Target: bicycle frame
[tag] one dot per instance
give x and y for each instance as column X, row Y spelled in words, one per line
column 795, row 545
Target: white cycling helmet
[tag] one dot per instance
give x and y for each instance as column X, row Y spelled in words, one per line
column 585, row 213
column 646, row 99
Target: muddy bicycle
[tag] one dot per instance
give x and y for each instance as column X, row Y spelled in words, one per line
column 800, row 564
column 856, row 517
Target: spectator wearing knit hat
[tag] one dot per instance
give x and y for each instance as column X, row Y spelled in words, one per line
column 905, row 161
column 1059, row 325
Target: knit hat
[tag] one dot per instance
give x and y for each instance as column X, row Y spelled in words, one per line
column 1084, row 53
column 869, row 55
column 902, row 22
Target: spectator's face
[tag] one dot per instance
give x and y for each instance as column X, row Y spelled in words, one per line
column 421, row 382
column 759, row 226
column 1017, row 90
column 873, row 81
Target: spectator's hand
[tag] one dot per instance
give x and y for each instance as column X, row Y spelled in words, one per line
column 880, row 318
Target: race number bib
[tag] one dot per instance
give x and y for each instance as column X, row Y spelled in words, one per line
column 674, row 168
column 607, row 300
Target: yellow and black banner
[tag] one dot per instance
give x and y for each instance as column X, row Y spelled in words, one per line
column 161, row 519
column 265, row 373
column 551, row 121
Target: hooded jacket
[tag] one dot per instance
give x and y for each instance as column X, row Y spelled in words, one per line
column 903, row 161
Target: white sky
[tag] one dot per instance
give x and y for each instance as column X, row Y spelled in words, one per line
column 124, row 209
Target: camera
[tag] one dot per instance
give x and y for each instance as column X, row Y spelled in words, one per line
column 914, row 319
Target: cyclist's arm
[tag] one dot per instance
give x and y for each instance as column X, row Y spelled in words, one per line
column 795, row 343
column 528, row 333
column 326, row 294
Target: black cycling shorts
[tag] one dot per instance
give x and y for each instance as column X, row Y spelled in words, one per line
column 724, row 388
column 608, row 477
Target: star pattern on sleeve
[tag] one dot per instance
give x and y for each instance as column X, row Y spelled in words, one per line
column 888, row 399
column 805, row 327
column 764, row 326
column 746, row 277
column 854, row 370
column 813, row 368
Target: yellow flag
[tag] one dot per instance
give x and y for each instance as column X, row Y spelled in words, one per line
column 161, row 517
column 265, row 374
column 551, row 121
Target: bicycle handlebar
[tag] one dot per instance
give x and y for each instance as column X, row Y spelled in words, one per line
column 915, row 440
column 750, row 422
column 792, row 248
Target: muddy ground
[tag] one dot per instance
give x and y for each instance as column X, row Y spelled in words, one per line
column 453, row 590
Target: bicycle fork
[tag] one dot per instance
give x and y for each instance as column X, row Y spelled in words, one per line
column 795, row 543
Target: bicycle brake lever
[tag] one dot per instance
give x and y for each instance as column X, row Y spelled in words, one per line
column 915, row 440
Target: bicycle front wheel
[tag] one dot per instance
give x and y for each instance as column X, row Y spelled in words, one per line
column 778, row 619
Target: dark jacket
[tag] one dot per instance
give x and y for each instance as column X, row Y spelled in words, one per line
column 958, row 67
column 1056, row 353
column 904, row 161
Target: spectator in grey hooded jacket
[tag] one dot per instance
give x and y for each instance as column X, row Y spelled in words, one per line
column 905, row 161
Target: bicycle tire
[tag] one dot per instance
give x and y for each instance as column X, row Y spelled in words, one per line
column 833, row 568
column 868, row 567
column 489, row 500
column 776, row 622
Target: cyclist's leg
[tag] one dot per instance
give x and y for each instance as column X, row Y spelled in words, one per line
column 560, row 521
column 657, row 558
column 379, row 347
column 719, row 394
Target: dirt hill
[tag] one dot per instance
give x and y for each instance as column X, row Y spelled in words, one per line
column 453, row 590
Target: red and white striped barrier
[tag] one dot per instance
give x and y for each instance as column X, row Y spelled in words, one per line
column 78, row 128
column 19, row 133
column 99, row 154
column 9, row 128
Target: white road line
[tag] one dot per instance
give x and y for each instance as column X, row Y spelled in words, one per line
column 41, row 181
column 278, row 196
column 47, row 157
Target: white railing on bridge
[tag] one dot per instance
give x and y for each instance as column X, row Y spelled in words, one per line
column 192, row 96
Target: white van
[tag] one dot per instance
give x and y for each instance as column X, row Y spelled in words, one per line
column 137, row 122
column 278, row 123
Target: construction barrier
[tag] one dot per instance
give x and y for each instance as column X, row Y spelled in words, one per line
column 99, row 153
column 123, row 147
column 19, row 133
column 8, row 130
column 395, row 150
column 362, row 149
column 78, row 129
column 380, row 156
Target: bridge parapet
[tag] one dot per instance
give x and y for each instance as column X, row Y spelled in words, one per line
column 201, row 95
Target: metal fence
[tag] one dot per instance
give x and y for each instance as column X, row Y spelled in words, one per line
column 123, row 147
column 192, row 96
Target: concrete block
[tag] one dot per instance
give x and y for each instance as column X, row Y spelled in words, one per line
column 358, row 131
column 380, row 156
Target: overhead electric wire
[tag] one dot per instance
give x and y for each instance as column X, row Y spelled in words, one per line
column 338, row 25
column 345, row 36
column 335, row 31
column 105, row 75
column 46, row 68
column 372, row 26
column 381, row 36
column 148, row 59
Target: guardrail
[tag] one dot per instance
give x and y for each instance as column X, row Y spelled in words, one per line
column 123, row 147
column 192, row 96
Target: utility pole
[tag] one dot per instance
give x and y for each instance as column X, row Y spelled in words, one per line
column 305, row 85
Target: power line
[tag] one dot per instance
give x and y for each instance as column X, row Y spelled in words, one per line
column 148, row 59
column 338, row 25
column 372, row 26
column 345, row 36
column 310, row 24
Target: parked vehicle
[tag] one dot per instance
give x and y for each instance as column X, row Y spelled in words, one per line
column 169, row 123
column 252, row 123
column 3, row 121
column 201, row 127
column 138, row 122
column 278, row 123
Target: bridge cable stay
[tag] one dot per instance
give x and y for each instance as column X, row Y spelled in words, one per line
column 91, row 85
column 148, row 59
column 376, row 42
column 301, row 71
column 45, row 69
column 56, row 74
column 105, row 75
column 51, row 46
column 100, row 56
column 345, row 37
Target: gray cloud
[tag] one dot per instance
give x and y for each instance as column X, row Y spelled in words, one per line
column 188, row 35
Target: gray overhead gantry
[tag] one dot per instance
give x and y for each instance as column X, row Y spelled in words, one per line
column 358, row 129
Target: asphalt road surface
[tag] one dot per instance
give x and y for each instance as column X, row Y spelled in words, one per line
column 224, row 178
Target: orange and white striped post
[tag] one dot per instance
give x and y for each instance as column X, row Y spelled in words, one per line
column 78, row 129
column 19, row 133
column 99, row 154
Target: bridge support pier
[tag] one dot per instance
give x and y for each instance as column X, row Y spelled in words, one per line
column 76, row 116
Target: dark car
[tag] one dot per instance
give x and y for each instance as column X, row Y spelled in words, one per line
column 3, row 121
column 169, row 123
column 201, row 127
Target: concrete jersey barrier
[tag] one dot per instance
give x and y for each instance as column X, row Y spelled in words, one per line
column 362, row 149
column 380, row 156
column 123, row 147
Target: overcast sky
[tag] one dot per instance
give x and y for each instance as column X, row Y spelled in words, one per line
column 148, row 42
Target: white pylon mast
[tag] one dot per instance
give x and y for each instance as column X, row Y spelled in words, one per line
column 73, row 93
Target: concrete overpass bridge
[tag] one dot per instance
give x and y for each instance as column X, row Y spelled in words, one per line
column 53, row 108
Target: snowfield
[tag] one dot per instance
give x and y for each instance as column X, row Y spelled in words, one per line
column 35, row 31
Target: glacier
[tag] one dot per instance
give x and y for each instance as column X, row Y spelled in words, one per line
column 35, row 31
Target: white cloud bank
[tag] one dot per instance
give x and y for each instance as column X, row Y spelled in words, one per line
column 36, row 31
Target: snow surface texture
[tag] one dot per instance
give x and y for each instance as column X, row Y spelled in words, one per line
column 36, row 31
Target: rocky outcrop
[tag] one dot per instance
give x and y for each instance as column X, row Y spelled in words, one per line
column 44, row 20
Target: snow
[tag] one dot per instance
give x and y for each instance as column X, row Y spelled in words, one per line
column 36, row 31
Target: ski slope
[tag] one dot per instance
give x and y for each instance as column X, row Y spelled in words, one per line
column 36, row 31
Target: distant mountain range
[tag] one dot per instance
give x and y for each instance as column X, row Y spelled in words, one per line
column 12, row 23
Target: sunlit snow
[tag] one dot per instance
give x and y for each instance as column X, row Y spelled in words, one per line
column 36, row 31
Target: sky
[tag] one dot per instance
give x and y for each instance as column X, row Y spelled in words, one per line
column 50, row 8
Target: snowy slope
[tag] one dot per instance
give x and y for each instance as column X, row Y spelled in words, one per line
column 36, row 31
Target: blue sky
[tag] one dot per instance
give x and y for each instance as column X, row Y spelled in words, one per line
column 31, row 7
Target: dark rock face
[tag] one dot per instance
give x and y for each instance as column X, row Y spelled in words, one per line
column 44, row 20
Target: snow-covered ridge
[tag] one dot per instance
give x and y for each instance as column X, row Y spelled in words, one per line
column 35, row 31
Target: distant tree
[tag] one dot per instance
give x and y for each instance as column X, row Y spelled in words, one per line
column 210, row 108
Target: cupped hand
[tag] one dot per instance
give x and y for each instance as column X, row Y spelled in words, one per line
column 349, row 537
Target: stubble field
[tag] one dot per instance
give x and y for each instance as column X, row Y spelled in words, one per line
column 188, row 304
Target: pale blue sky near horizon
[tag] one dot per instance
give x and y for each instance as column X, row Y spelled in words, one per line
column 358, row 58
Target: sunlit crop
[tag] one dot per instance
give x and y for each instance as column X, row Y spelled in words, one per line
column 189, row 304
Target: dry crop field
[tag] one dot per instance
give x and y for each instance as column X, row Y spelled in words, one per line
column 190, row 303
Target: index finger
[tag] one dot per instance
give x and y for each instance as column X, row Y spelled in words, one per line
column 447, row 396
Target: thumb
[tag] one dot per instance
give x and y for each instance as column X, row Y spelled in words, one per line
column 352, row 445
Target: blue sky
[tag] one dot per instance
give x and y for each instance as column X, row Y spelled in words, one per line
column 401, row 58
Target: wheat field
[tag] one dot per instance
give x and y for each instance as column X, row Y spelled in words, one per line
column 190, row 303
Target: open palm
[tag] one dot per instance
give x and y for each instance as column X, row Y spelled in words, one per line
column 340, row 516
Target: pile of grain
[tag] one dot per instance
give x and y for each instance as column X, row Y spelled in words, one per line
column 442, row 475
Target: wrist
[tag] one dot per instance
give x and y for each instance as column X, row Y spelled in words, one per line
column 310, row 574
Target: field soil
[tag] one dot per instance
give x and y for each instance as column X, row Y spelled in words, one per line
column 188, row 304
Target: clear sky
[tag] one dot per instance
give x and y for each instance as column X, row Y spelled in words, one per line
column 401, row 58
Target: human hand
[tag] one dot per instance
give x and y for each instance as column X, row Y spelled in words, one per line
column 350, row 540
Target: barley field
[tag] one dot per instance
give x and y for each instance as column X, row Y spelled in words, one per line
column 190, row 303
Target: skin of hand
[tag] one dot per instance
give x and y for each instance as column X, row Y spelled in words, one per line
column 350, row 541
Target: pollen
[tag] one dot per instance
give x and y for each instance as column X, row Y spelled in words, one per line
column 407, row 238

Activity: Reproduce the line that contains "Target: barley field" and each line after it through the last line of the entries above, exactly; leave out all earlier lines.

Exercise result:
Target: barley field
[tag] one dot per instance
give x and y for each instance as column X, row Y spelled in words, one per line
column 190, row 303
Target: skin of hand
[tag] one dot per instance
give x and y for each instance as column X, row Y spelled in words, one per line
column 350, row 541
Target: pollen
[tag] one dot per instance
give x and y for each instance as column X, row Y spelled in words, one per line
column 407, row 238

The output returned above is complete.